(Object location annotation data)
○ ○ ○ ○ ○ ○ ○

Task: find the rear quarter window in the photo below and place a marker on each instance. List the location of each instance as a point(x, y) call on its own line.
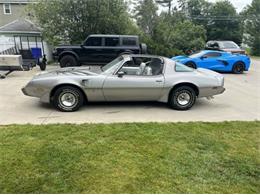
point(129, 41)
point(111, 41)
point(182, 68)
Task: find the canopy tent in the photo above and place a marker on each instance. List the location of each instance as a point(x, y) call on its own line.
point(24, 34)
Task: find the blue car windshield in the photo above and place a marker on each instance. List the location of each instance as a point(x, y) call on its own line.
point(196, 54)
point(182, 68)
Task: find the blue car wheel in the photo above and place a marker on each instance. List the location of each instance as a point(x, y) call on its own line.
point(238, 68)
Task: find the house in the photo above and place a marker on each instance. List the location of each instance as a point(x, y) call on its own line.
point(11, 10)
point(16, 30)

○ ○ ○ ○ ○ ○ ○

» **Task brief**
Convert each line of the records above into a Markdown table with the columns "Row" and "Text": a row number in the first and the line in the second, with blank lines left out. Exclude the pictures from the table.

» **Result of the task**
| Row | Text |
|---|---|
| 1 | Task: find the rear quarter window in the photo below and place a marker on each instance. List the location of each instance as a point(x, y) call on its own line. |
| 2 | point(129, 41) |
| 3 | point(111, 41) |
| 4 | point(182, 68) |
| 5 | Task: find the canopy tent in the photo above and place a marker on each instance. List the location of each instance as a point(x, y) call on its own line. |
| 6 | point(24, 34) |
| 7 | Task: find the blue car windshield in the photo above and place a marker on each instance. List the location of each instance as a point(x, y) call on its own line. |
| 8 | point(196, 54) |
| 9 | point(182, 68) |
| 10 | Task: find the blue car wheel in the photo above and place a marker on each instance. List the location of each instance as a point(x, y) call on its own line. |
| 11 | point(238, 68) |
| 12 | Task: find the house in the photo above and place a marker on each instance. List the location of each instance as a point(x, y) call on its own line. |
| 13 | point(11, 10) |
| 14 | point(16, 30) |